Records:

• • • • •

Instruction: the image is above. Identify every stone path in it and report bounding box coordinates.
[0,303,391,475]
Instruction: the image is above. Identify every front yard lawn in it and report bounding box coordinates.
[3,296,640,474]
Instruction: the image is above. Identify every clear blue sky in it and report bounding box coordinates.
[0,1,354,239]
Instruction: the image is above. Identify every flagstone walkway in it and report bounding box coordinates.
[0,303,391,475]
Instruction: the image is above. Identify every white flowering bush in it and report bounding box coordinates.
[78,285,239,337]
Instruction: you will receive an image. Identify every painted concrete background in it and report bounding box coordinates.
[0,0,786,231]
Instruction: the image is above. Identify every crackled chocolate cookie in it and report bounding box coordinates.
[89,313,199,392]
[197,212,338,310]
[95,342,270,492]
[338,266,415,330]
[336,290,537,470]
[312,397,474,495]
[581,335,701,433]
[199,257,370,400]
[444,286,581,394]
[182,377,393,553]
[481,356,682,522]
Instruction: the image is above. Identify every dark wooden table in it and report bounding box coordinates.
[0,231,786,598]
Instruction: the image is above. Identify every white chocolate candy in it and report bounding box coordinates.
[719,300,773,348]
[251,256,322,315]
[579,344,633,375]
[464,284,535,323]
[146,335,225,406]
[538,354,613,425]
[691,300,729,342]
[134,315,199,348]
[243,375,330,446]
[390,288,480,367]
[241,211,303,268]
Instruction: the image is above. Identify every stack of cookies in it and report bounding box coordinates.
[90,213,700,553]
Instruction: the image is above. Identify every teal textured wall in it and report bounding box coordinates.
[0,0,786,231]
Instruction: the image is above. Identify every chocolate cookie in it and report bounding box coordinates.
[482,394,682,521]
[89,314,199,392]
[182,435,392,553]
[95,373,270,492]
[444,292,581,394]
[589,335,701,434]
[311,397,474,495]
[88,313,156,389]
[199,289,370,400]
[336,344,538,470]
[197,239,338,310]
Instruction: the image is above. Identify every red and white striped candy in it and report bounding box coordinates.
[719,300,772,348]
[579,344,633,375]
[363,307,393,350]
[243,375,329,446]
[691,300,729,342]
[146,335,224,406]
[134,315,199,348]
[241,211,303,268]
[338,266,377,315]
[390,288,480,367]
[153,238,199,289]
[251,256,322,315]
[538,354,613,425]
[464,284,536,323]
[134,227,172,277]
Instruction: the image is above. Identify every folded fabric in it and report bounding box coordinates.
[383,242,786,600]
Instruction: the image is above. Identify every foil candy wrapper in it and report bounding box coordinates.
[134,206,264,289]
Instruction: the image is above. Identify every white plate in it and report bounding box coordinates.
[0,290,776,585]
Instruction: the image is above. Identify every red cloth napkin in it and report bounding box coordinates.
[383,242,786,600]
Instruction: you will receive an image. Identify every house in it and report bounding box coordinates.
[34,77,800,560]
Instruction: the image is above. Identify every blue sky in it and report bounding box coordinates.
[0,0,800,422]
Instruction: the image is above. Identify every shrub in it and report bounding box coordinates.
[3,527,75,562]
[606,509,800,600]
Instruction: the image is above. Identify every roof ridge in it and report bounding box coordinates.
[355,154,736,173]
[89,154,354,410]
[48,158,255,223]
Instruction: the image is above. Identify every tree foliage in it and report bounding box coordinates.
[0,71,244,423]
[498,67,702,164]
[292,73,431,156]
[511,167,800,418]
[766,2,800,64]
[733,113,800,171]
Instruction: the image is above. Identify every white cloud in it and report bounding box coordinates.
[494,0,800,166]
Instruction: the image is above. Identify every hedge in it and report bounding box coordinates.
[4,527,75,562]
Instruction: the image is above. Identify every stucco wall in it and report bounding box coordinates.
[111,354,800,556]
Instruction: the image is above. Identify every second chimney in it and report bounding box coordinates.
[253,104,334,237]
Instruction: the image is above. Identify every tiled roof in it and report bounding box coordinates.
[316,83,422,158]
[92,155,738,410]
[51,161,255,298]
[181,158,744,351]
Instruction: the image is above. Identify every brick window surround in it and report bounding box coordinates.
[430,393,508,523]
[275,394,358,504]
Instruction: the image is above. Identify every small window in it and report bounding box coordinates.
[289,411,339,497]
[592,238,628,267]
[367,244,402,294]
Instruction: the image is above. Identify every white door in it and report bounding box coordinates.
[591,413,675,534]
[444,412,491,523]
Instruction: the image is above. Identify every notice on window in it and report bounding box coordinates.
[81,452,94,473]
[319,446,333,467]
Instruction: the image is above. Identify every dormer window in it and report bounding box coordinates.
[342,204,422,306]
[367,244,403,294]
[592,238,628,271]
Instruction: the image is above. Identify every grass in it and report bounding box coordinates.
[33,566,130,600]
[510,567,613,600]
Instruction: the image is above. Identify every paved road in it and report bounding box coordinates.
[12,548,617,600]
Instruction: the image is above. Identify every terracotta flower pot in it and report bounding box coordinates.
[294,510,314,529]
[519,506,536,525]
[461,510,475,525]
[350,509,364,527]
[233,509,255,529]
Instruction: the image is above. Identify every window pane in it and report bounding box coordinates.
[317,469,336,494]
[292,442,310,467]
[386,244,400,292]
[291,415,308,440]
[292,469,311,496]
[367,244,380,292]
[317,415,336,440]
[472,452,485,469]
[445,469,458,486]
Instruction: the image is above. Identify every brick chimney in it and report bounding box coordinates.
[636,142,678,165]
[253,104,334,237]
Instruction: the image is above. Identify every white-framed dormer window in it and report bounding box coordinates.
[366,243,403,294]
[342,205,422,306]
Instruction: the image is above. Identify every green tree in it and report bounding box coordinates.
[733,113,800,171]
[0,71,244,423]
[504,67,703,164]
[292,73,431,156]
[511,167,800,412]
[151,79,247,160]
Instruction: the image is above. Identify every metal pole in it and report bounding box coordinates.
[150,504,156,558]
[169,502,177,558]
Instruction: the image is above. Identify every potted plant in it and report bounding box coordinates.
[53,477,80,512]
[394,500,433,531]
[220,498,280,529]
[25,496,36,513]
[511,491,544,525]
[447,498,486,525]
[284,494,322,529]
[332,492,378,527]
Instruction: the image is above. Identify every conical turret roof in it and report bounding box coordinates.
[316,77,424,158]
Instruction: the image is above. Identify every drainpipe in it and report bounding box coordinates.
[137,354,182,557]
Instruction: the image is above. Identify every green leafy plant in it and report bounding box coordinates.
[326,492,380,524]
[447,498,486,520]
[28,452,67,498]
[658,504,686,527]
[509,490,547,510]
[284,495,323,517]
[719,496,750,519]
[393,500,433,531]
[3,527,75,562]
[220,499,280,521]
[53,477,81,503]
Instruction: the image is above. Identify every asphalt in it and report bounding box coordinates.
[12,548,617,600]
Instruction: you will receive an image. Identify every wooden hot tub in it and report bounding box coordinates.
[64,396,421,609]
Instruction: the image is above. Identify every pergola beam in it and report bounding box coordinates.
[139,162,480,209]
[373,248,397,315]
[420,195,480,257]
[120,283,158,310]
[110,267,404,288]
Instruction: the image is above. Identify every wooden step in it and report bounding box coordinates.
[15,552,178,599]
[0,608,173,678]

• • • • •

▶ Directions
Write out the lines from the one containing "Instruction: the image is above. Identify every wooden" down to the final line, reproducing each one verbatim.

▶ Solution for this problem
Instruction: the image is above. Identify every wooden step in it and report bounding box coordinates.
[15,552,178,599]
[0,608,173,678]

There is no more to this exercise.